-- Opening Marker --

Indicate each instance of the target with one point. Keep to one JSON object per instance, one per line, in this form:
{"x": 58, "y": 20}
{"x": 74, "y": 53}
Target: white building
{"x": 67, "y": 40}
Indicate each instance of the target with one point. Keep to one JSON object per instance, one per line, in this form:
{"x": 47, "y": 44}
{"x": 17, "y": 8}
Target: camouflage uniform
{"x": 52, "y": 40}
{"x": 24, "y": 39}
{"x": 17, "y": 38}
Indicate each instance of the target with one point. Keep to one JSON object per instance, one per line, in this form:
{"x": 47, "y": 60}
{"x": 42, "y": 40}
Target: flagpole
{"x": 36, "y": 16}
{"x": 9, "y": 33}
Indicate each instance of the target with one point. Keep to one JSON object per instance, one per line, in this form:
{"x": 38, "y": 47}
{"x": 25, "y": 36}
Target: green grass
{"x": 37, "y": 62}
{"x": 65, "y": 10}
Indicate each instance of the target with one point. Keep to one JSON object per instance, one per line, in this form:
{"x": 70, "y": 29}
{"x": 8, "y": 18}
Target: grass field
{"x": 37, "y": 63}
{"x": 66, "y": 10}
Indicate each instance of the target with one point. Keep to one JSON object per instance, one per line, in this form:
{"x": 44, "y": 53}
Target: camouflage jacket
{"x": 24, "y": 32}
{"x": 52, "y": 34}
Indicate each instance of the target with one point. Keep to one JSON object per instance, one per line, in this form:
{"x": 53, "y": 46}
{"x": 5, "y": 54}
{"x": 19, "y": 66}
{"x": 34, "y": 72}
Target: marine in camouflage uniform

-- Closing Marker --

Directions
Your task is to retype all of the records exactly.

Solution
Indicate each instance of the target with one point. Keep to one JSON object per instance, one per line, in this form:
{"x": 58, "y": 20}
{"x": 74, "y": 53}
Target: white building
{"x": 67, "y": 40}
Indicate each instance of the target with one point. Keep to one JSON object per instance, one per line, in this form:
{"x": 47, "y": 44}
{"x": 17, "y": 8}
Target: camouflage uniform
{"x": 52, "y": 40}
{"x": 24, "y": 39}
{"x": 17, "y": 38}
Indicate each instance of the target with one point. Keep to one JSON object per instance, one per line, in this form:
{"x": 47, "y": 60}
{"x": 42, "y": 40}
Target: flagpole
{"x": 36, "y": 16}
{"x": 9, "y": 33}
Indicate each instance of the target with one point. Keep to one JSON object per instance, one per line, in this form:
{"x": 38, "y": 47}
{"x": 25, "y": 36}
Target: green grass
{"x": 37, "y": 62}
{"x": 65, "y": 10}
Indicate each instance of the target with one point. Keep to one JSON object per instance, one per line, in this form:
{"x": 70, "y": 29}
{"x": 8, "y": 18}
Target: grass field
{"x": 37, "y": 63}
{"x": 66, "y": 10}
Indicate each instance of the target with one point. Keep to one JSON object per instance, one per line, in this form:
{"x": 44, "y": 53}
Target: camouflage jacket
{"x": 24, "y": 32}
{"x": 52, "y": 34}
Indicate each instance of the target with one point. Keep to one JSON object per instance, one per line, in this form:
{"x": 53, "y": 46}
{"x": 5, "y": 54}
{"x": 19, "y": 66}
{"x": 34, "y": 72}
Target: marine in camouflage uniform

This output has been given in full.